▸ SET PROBLEM 1:
Determine whether each statement below, marked (a), (b), and (c), agrees with the patent claims on the firearm gas system. Answer yes or no for each, and quote exactly the words of the text that decide it.

(a) Claim 4 states that the annular gas ring is formed in the inner diameter of the barrel.
(b) Claim 8 states that the one or more ports are formed in the chamber housing.
(c) Claim 10 describes the gas tubes as hollow cylinders separable from the rest of the firearm.

▸ PASSAGE SHOWN:
※ ※ ※

2. The gas system of claim 1, further comprising: wherein the
annular gas ring is positioned proximate a chamber adapted to house
a cartridge to be fired by the firearm.
3. The gas system of claim 2, further comprising: wherein the
piston is located distally from the annular gas ring; and wherein
the one or more gas ports are in gaseous communication with the
piston through one or more longitudinally-extending gas tubes.
4. The gas system of claim 1, further comprising: wherein the
annular gas ring is formed in the inner diameter of the barrel.
5. The gas system of claim 1, further comprising: wherein the
annular gas ring is formed in the inner diameter of a chamber
housing adapted to house a cartridge to be fired by the
firearm.
6. The gas system of claim 1, further comprising: wherein the
annular gas ring is formed between a proximate end of the barrel
and a distal end of a chamber housing adapted to house a cartridge
to be fired by the firearm.
7. The gas system of claim 6, further comprising: a coupler
comprising a longitudinally-extending inner circumferential surface
open on two ends, a first end of the coupler adapted to receive
therein the proximate end of the barrel, and a second end of the
coupler adapted to receive therein the distal end of the chamber
housing, such that the proximate end of the barrel and the distal
end of the chamber housing are located proximate but separated from
each other by a predetermined longitudinal distance within the
coupler.
8. The gas system of claim 7, further comprising: wherein the one
or more ports are formed in the coupler.
9. The gas system of claim 1, further comprising: wherein the
piston is located distally from the annular gas ring; and wherein
the one or more gas ports are in gaseous communication with the
piston through one or more longitudinally-extending gas tubes.
10. The gas system of claim 9, further comprising: wherein the one
or more longitudinally-extending gas tubes comprise hollow
cylinders separable from the rest of the firearm.

※ ※ ※

▸ RECORD SET:
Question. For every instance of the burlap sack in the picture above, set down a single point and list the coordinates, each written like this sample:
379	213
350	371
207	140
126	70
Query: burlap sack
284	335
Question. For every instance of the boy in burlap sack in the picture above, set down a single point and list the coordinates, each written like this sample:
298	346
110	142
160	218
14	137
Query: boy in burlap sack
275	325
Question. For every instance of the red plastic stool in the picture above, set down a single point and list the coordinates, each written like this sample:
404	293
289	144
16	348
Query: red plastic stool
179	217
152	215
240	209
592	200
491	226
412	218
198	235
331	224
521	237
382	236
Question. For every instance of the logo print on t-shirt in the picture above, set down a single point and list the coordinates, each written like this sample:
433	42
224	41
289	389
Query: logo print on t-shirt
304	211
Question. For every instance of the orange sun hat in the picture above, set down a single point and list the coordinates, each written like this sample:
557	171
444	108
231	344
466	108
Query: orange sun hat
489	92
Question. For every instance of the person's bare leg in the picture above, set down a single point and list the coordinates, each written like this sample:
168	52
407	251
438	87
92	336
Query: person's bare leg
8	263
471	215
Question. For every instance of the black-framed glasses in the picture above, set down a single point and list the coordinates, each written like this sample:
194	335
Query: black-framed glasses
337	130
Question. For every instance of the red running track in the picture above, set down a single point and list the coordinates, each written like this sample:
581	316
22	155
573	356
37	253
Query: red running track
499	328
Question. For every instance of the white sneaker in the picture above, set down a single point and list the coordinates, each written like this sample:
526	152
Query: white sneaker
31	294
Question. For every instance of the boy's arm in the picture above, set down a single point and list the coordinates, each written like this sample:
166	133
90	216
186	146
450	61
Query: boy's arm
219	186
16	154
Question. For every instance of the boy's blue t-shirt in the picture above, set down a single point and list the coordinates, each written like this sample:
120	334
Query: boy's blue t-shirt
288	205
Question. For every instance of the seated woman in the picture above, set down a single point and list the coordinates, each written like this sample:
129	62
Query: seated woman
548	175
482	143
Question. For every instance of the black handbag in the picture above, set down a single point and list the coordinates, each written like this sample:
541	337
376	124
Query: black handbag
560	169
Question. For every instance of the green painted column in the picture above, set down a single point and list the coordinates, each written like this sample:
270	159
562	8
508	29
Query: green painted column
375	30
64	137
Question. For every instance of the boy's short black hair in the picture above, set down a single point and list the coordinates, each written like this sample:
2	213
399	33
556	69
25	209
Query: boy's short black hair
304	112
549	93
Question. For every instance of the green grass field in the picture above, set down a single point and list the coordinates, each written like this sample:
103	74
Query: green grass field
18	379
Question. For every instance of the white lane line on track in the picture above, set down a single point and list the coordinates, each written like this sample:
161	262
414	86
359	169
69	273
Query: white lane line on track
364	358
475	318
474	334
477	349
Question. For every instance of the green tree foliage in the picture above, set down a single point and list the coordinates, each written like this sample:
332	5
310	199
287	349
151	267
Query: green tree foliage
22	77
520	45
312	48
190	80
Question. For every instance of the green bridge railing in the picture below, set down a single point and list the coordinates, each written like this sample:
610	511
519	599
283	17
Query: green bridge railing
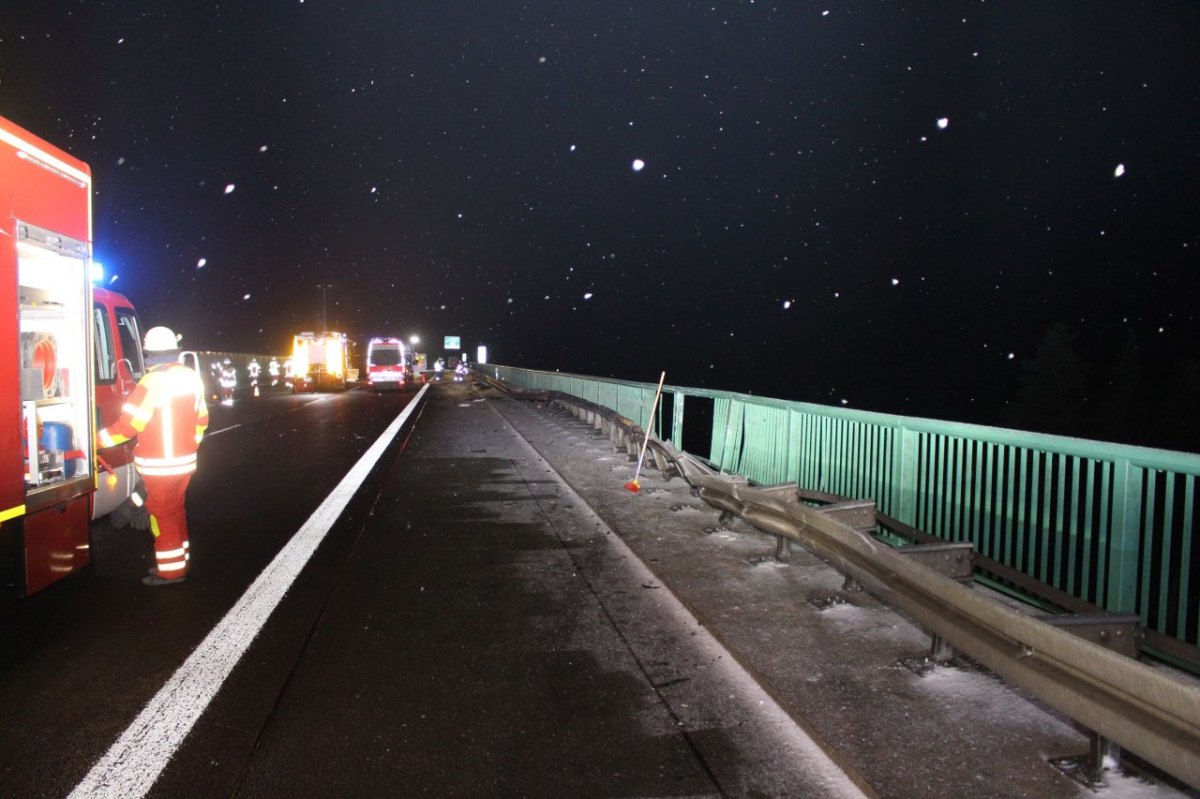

※ ※ ※

▸ SET PROBLEM 2:
Recast a portion of the entries as a Markdown table with the columns Row and Line, where Row gives the row number and Line gives the line. Begin at the line of the entries that contains "Question. For every instance of the green bridge", continue through the end of the entries, omit blank lines, and leave the picture out.

▸ EXERCISE RESULT 1:
(a) Yes: "annular gas ring is formed in the inner diameter of the barrel."
(b) No: "wherein the one or more ports are formed in the coupler."
(c) Yes: "one or more longitudinally-extending gas tubes comprise hollow cylinders separable from the rest of the firearm."

▸ EXERCISE RESULT 2:
| Row | Line |
|---|---|
| 1 | Question. For every instance of the green bridge railing in the picture below, set down a single point and list the coordinates, each written like this sample: |
| 2 | 610	511 |
| 3 | 519	599 |
| 4 | 283	17 |
| 5 | Query: green bridge railing |